Todos los fines de semana España queda al borde del abismo según la prensa mundial, europea y española, los rótulos de los periódicos son catastróficos, tanto da escoger la fecha, por ejemplo, esta semana: “Bruselas tampoco frena el vendaval”, “Los mercados suben la presión tras el rechazo del Banco Central Europeo al plan de rescate de Bankia”, “ La prima de riesgo (que mide lo que el Estado tiene que pagar para pedir crédito) alcanza un nuevo máximo pese al apoyo de la Comisión comunitaria a España”. Apenas hay titulares tranquilizadores: España tendrá un año más para cumplir su déficit, Durao Barroso propone que el fondo europeo recapitalice directamente a los bancos para evitar duplicidades. Mal de males, la fuga de capitales ronda los 100.000 desde enero. Tan mal estamos que la canciller alemana Angela Merkel se ha visto obligada a echarnos un capote con declaraciones de apoyo, pidiendo confianza para la aliada España, que está haciendo bien las cosas. Hay miedo al contagio a toda la eurozona. Por su parte, el Tesoro norteamericano aplaudió las medidas de capitalización de los bancos europeos aprovechando para hacer esta declaración una visita a Washington de la vicepresidenta Soraya Sáenz de Santamaría. EE.UU. está preocupado por la crisis europea.

**Qué hacer**
Copia todos los titulares de periódico que la página cita entre comillas. El listado es un material independiente de la página.

**Extracto de datos**
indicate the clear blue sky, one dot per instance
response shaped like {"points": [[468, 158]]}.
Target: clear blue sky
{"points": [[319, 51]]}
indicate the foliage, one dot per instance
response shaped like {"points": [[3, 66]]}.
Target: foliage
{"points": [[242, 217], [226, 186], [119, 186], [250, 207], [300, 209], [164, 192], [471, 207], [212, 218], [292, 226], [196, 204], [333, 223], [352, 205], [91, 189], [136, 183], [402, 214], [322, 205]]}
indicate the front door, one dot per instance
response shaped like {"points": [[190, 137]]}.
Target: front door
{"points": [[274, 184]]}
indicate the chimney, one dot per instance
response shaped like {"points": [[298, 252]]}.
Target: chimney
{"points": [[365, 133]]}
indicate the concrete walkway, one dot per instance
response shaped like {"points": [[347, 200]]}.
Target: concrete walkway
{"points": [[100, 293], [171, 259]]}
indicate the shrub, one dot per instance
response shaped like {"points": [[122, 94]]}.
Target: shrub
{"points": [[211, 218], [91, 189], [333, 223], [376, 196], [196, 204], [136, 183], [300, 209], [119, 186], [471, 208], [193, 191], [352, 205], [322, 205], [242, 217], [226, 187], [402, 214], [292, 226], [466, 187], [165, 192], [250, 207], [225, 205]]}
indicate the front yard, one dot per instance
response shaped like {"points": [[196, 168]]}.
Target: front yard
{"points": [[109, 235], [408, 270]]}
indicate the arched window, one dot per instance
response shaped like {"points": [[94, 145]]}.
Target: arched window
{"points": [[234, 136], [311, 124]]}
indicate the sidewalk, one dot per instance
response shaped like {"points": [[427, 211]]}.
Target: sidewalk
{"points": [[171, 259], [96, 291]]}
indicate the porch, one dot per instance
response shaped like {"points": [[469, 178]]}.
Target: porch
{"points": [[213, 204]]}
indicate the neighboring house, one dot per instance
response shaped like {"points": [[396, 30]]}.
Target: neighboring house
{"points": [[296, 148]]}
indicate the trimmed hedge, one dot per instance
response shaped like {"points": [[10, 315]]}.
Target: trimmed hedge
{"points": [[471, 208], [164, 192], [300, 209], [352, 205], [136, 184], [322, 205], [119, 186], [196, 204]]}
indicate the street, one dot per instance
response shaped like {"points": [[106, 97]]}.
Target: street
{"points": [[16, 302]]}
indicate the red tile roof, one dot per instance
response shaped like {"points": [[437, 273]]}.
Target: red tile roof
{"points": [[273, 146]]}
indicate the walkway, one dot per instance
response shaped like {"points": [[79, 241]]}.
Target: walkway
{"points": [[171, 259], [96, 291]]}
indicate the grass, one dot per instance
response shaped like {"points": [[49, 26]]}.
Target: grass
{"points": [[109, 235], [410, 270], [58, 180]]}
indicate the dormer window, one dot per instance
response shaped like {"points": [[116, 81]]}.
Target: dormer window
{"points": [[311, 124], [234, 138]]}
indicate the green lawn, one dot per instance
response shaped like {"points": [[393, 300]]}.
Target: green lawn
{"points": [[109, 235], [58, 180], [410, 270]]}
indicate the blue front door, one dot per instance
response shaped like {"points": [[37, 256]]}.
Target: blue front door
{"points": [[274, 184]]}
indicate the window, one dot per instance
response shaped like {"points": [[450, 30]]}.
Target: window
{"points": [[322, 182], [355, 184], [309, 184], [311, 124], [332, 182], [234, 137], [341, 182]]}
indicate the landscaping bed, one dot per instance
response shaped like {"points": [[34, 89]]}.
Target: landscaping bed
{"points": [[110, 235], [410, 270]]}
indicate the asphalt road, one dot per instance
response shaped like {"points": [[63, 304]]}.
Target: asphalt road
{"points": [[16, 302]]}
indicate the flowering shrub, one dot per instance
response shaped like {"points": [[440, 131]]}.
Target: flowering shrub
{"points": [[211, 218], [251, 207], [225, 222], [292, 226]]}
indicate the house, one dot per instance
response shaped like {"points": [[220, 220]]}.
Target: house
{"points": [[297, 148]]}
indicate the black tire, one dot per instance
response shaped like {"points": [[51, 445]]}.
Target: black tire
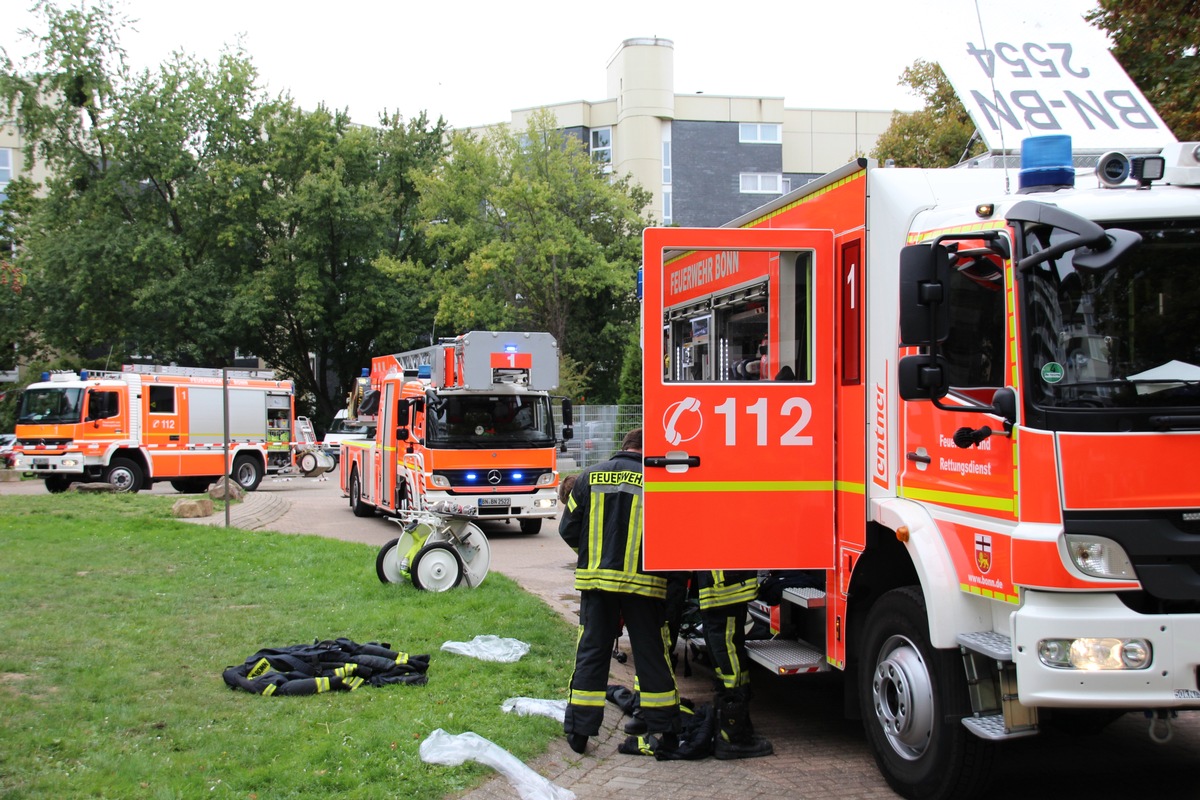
{"points": [[125, 476], [436, 567], [358, 506], [913, 698], [388, 563], [247, 470], [57, 483]]}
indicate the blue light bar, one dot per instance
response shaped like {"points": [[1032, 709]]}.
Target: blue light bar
{"points": [[1047, 163]]}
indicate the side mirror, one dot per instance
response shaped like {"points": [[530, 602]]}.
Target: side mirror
{"points": [[924, 294]]}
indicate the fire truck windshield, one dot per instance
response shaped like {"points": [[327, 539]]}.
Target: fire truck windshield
{"points": [[49, 407], [1126, 337], [491, 421]]}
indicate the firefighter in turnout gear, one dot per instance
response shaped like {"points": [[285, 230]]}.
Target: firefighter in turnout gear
{"points": [[603, 524], [723, 606]]}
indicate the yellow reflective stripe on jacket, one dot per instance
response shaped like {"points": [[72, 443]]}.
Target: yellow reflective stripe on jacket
{"points": [[582, 697]]}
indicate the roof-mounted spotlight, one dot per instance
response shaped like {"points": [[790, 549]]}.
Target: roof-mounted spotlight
{"points": [[1145, 169], [1113, 169]]}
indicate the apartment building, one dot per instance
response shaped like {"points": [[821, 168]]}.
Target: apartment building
{"points": [[707, 158]]}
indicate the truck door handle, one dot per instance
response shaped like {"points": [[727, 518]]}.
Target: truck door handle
{"points": [[673, 459]]}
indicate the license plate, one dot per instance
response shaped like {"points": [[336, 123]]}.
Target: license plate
{"points": [[493, 501]]}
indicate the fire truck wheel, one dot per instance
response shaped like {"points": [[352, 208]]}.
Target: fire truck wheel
{"points": [[388, 563], [125, 475], [437, 567], [358, 506], [247, 471], [912, 698], [57, 483]]}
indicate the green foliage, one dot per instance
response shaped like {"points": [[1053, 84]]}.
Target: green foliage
{"points": [[532, 235], [190, 215], [1158, 44], [111, 674], [940, 134]]}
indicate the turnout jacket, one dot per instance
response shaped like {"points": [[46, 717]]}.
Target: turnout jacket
{"points": [[324, 667], [603, 524]]}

**Ejercicio resuelto**
- "Bruselas tampoco frena el vendaval"
- "Los mercados suben la presión tras el rechazo del Banco Central Europeo al plan de rescate de Bankia"
- "La prima de riesgo (que mide lo que el Estado tiene que pagar para pedir crédito) alcanza un nuevo máximo pese al apoyo de la Comisión comunitaria a España"